* [Texto para leer]
────────

En tu opinión calificada y siendo historiadora, ¿coincidís con la corriente revisionista que busca reivindicar biografías de científicas olvidadas por ciencias duras y poner sobre el tapete sus logros y hallazgos? ¿Te parece una estrategia válida para atraer a más mujeres a estos campos?

– No, no me parece. Las mujeres no son tontas y no es por efecto retroactivo de biografías rotundas que van a acercarse a las ciencias. No adelanta mucho el efecto emular. En especial porque, por cada exitosa, hay una pérdida tremenda de tantas otras que han desistido; incluso en la carrera política. Es un poco pérfido eso, porque justamente es una y, en muchos casos, ni siquiera exitosa sino cuasi exitosa. Son exitosas ahora que las rescatamos… Sí creo en los efectos de la emulación, pero en otro orden: para el reconocimiento de los pares, dentro de la propia disciplina.  O para mostrarle a la misoginia testosterónica que hubo mujeres como Rosalind Franklin, que descubrió la doble hélice del ADN. No hay que mostrárselo a las mujeres sino a los varones; les puede mover un poco la sensibilidad. De todas formas, hay un fenómeno que no podemos desconocer: la forma patriarcal que adquieren ciertas científicas que llegan a determinados lugares. “Ahí hay una identificación con el agresor”, diría la fórmula psicoanalítica. Porque si le preguntás a una de estas mujeres si alguna vez fue discriminada, te va a jurar por los santos -en los que no cree- que no, nunca, jamás. Pero, a la hora de reflexionar sobre las condiciones de habilitación en la carrera, sí reconocen lo difícil que es llegar. Es una construcción antagónica.

¿A qué factores responde la negación de tantas mujeres a comprender las situaciones de desigualdad y, en esa línea, negar acérrimamente la importancia -y necesidad- del feminismo?

────────

* [Registros]
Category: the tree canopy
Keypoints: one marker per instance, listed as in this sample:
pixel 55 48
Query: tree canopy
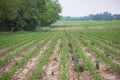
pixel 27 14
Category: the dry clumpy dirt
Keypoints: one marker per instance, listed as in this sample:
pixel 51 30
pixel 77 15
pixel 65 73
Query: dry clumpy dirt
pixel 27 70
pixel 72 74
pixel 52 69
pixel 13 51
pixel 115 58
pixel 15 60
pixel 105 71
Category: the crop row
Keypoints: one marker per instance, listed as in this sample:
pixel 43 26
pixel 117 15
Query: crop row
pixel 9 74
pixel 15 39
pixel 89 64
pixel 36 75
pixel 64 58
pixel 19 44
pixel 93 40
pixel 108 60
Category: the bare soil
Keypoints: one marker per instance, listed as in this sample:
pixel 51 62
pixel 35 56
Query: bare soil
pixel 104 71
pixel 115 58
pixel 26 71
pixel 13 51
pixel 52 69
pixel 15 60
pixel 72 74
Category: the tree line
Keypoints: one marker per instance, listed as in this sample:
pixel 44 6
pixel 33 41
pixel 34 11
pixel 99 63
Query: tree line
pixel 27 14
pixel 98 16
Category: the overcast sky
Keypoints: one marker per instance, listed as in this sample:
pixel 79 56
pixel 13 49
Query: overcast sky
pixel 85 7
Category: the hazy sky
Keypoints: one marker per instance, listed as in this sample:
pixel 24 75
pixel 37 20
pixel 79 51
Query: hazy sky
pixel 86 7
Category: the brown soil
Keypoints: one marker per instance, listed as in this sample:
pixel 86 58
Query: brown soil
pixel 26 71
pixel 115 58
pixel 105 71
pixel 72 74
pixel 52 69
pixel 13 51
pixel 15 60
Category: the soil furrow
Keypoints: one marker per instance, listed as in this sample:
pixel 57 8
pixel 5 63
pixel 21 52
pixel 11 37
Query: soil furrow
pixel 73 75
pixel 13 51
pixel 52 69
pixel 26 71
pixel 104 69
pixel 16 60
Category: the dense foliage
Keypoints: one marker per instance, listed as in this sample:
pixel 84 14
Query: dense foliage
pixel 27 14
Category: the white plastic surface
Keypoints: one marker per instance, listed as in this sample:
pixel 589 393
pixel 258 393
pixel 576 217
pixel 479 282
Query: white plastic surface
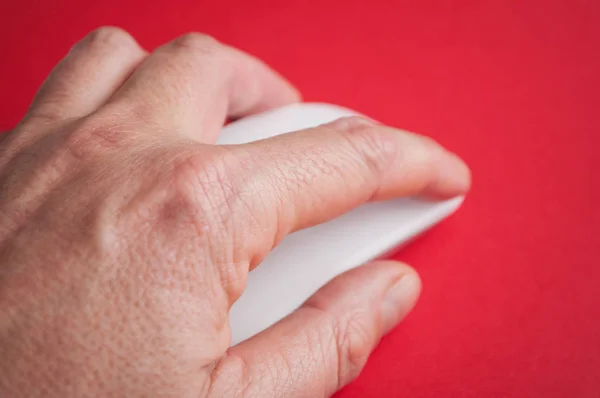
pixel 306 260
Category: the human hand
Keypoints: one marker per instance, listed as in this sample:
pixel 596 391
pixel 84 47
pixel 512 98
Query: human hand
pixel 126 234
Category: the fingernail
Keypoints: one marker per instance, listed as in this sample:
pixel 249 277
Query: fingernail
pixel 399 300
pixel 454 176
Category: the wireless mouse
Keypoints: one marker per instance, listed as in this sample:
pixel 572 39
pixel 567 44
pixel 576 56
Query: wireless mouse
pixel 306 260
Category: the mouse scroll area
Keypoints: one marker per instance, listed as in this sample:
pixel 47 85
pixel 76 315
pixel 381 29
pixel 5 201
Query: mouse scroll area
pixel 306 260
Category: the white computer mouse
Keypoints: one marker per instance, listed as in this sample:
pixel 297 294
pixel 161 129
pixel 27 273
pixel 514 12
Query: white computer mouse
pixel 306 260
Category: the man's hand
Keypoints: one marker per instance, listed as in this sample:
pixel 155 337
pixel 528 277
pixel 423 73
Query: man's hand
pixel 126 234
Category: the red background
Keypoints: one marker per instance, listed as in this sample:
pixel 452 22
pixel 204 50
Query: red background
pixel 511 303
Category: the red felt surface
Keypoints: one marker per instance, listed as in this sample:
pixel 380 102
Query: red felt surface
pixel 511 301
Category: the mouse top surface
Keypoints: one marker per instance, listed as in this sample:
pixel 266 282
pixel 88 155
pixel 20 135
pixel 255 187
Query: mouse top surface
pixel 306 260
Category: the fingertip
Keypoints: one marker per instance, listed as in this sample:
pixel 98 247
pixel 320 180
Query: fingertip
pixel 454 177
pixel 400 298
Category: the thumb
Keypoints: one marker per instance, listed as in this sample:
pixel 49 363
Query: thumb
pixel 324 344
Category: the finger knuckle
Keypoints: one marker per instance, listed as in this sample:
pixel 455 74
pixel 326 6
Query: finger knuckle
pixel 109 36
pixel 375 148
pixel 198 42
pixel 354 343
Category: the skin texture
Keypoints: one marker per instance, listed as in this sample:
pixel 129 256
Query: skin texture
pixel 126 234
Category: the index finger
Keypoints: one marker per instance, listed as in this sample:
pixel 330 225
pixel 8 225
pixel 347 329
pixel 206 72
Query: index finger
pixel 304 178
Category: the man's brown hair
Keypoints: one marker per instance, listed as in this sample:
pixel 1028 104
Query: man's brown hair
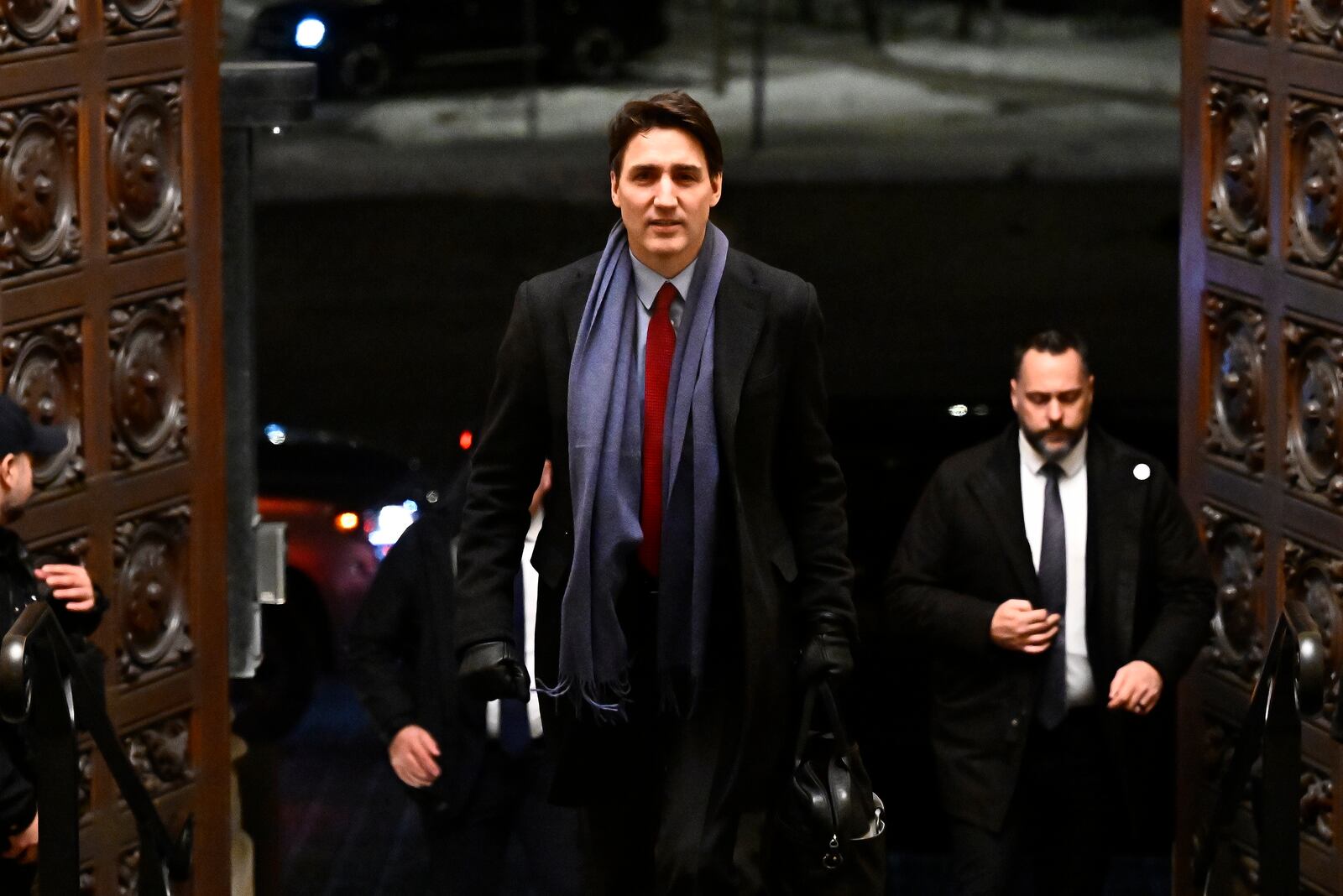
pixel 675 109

────────

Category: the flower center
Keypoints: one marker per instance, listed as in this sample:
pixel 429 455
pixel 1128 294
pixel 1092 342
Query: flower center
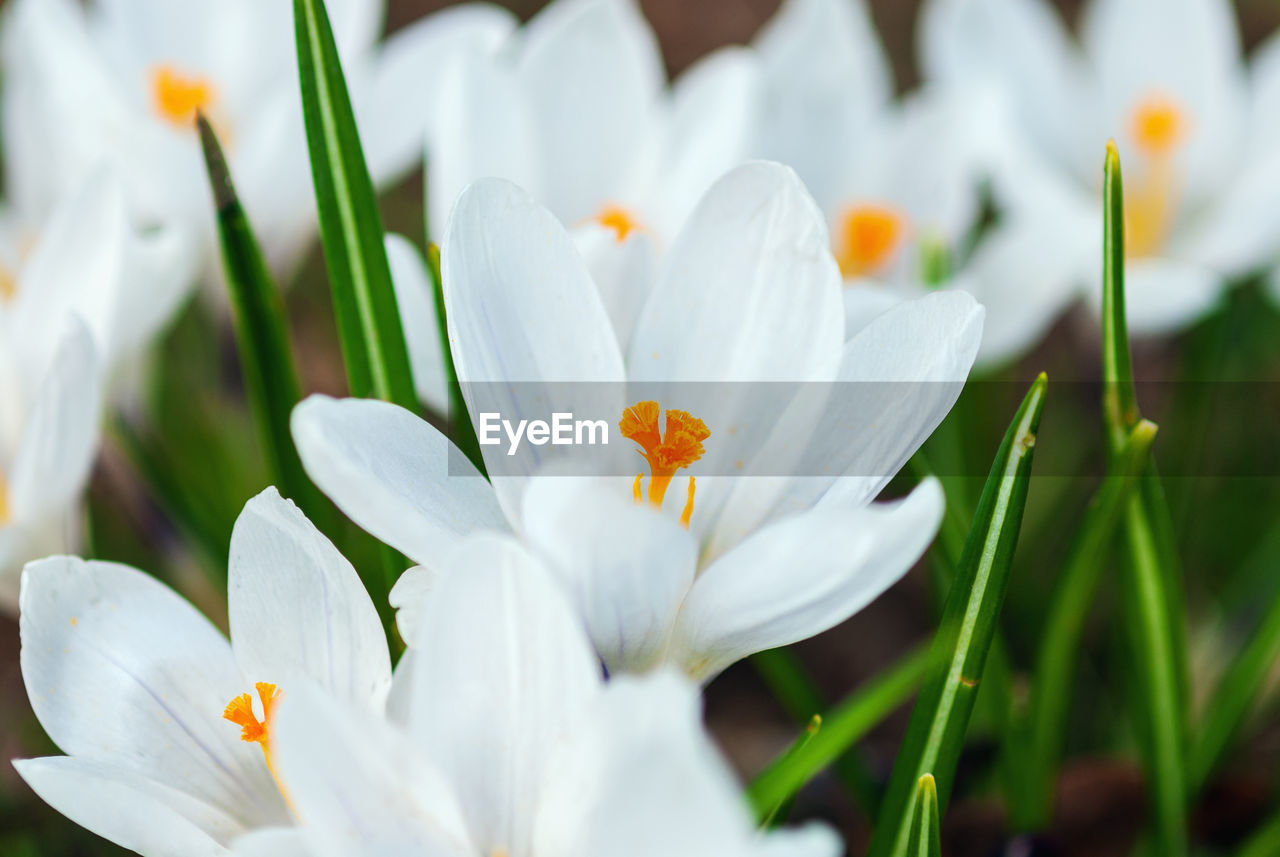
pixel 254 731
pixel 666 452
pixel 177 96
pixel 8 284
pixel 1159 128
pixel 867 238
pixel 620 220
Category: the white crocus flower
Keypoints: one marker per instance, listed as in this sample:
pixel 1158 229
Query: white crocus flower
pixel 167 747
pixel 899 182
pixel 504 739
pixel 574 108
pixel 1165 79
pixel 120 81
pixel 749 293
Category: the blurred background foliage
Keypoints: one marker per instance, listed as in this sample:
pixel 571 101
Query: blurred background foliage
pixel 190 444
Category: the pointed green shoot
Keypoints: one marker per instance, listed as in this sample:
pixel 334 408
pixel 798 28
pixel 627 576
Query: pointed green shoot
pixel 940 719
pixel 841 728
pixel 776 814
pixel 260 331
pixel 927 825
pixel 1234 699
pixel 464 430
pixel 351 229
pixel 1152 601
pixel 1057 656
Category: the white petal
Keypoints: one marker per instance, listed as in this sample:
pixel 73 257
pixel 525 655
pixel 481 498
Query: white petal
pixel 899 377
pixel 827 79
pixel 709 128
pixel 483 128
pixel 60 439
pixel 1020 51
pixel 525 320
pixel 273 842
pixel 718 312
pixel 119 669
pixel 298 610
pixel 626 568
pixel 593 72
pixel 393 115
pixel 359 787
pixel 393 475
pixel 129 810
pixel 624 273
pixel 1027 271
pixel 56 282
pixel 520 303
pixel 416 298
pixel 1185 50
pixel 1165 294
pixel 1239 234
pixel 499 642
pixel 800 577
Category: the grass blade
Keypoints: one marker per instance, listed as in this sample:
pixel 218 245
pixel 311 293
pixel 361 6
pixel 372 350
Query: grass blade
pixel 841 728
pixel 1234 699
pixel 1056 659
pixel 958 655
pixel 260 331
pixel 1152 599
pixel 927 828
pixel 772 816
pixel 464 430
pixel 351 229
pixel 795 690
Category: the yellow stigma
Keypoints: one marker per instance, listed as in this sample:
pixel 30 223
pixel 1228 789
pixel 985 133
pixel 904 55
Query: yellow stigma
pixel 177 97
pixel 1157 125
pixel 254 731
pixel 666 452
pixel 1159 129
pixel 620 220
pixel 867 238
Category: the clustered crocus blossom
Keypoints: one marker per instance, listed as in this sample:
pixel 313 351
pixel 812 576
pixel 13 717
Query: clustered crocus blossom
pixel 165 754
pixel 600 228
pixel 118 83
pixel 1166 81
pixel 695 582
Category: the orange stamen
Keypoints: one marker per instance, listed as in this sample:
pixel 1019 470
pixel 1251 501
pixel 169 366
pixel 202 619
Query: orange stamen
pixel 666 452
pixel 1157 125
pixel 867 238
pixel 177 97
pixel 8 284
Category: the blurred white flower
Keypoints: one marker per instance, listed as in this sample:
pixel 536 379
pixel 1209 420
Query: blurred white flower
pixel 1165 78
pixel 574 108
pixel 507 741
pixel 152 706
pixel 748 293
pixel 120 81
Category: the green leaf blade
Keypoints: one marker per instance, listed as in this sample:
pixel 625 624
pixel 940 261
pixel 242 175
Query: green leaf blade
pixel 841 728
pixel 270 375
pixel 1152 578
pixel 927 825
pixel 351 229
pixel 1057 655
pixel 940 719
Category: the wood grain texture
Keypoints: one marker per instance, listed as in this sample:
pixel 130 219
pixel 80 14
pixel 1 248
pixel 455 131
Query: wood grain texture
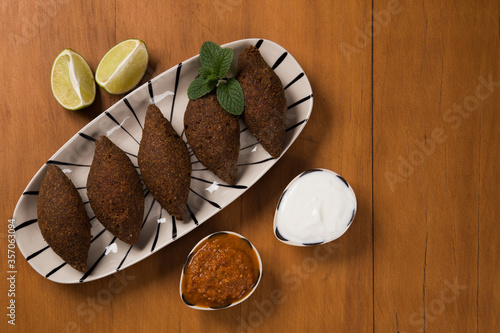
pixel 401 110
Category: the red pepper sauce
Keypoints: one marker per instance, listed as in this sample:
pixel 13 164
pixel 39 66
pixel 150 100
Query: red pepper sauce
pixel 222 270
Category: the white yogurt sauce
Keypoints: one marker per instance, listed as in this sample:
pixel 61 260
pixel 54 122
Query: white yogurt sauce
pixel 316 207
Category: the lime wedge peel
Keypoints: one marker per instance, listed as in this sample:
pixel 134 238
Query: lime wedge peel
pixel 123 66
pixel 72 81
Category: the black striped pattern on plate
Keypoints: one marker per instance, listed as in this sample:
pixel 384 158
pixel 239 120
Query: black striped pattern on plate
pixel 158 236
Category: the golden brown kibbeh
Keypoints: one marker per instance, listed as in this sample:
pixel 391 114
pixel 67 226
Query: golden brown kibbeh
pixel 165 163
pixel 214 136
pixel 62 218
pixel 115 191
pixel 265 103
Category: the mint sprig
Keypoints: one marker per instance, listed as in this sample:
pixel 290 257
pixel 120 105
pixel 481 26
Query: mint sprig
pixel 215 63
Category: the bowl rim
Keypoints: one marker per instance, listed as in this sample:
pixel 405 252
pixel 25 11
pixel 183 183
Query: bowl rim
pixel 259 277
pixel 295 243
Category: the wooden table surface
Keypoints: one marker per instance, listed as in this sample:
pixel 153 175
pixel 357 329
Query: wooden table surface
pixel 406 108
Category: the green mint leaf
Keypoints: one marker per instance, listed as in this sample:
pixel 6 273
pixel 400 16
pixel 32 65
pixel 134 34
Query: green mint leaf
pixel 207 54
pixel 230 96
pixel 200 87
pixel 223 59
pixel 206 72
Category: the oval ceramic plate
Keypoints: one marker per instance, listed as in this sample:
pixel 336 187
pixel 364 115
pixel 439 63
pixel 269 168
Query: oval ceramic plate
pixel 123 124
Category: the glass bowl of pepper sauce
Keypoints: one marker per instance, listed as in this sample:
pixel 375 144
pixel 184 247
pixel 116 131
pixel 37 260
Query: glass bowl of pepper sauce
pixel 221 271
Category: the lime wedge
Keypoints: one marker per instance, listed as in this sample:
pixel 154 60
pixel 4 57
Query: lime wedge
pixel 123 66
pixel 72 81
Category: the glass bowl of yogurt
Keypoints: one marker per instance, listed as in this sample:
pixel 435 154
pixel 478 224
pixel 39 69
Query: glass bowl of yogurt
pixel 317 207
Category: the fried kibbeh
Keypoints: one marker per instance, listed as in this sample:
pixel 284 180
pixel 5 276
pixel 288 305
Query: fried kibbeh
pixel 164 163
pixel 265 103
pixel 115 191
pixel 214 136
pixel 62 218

────────

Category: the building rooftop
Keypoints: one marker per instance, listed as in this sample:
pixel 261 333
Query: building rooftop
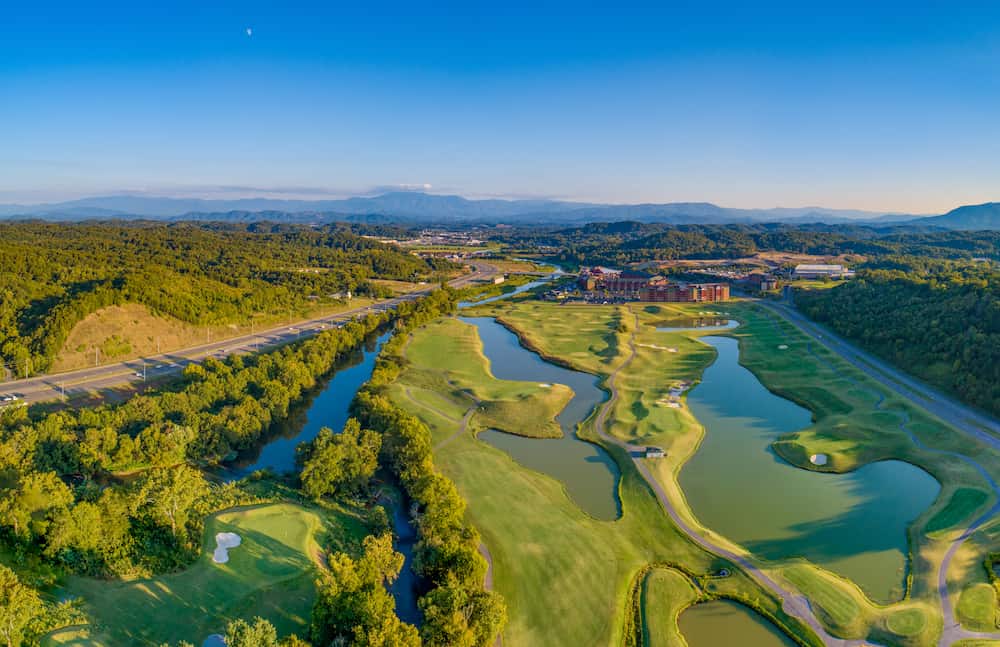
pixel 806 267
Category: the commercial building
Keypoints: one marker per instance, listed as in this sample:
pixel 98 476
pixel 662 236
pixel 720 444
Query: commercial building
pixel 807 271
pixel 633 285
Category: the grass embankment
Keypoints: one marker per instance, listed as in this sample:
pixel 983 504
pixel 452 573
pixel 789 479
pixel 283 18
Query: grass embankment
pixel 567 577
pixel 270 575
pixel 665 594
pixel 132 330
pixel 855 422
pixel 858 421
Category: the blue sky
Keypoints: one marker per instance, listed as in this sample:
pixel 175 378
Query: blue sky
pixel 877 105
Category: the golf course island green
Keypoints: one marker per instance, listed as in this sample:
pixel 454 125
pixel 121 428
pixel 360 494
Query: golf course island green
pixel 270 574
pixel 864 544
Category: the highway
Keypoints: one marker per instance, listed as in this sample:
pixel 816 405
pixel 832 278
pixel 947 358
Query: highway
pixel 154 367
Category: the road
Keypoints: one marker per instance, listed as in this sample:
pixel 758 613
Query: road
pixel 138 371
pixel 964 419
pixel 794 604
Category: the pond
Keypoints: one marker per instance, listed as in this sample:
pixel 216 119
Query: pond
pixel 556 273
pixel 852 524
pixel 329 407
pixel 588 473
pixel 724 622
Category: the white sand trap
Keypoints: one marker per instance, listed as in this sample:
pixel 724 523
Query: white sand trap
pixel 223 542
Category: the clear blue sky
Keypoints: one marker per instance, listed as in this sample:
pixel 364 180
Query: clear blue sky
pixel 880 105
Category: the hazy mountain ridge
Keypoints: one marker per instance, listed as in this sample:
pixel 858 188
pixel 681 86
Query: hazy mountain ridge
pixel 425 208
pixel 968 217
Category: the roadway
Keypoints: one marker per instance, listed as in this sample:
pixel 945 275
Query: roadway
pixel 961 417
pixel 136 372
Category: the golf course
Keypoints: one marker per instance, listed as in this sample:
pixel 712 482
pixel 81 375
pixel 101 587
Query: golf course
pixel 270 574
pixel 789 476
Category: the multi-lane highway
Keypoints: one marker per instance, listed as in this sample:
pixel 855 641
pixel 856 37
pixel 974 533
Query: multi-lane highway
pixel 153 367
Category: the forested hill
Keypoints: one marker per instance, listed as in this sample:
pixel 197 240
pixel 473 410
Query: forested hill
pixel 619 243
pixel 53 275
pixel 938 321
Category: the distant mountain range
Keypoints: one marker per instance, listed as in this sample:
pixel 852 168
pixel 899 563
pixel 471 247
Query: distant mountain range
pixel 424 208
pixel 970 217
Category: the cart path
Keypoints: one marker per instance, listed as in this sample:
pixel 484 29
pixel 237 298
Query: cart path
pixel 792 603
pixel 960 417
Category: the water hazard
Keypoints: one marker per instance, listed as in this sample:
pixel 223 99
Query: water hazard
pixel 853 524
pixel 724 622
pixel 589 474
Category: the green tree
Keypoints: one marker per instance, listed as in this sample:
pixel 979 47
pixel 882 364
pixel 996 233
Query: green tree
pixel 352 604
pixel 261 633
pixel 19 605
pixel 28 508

────────

* [Tareas a realizar]
A – En el texto sobre mujeres y ciencia, ¿qué descubrió Rosalind Franklin?
B – Escribe la continuación del texto sobre mujeres y ciencia a partir de su última oración.
Las líneas son material aparte y no guardan relación con el texto.

* [Respuestas]
A – La doble hélice del ADN.

B –
– Lo niegan porque piensan que toman partido, y se supone que la ciencia no toma partido. Es la persistencia del ideario positivista de ciencia neutral. Lo cual es curioso porque, a decir de ciertos autores, el laboratorio es 90% cultura. Ni siquiera los bichos que allí se estudian son naturales sino supercultivados… En general, el discurso científico -en el mundo- tiene mucha opacidad. Parece luminoso por los resultados que brinda, pero es opaco respecto a reflexiones sobre sus condiciones de posibilidad, sus alcances, etcétera. Hay cuestiones muy inconmovibles, muy apegadas a formulaciones positivistas -por más disensos que tenga la propia ciencia-.

¿Es posible que la aparente objetividad haya hecho perder de vista que cuantos más grupos societarios se incorporen a las ciencias, más serán las inquietudes, los hallazgos, las maneras de abarcar la materia de estudio?

– No me parece que esa sea la preocupación. Hay algo en el subsuelo, en el zócalo, que es la idea de pensar funciones, roles, esa cosa absurda. Es un zócalo del cual nadie puede huir. Y cuando se trata de los campos científicos, todavía es un problema de deslegitimidad. Todavía hay que hacer esfuerzos por legitimar. El inconveniente es el estereotipo profundo, un orden muy simbolizado. De allí que muchas mujeres no sean feministas, no suscriban a las vías de acción positiva, sean poco porosas a aceptar los puntos de vista de género. Les parece que eso es condescender a un plano muy subjetivo, de partidización -cuando la ciencia es una unidad insoslayable-. Estamos todavía lejos. No digo que no haya ideas que se modificaron; digo que nos merecemos una investigación.

A menudo destacas que la mejor manera de saldar cuestiones es con arremetidas de humor, explicando que -por ejemplo- a Simone de Beauvoir y Virginia Woolf les molestaba la crispación. En esa línea, Agnès Varda, otra feminista descollante, tiene una frase muy linda: “En materia de feminismo, hay que ser utópica, soñadora y optimista” ¿El sentido del humor, el buen temple, son instrumentos centrales en la lucha por la igualdad?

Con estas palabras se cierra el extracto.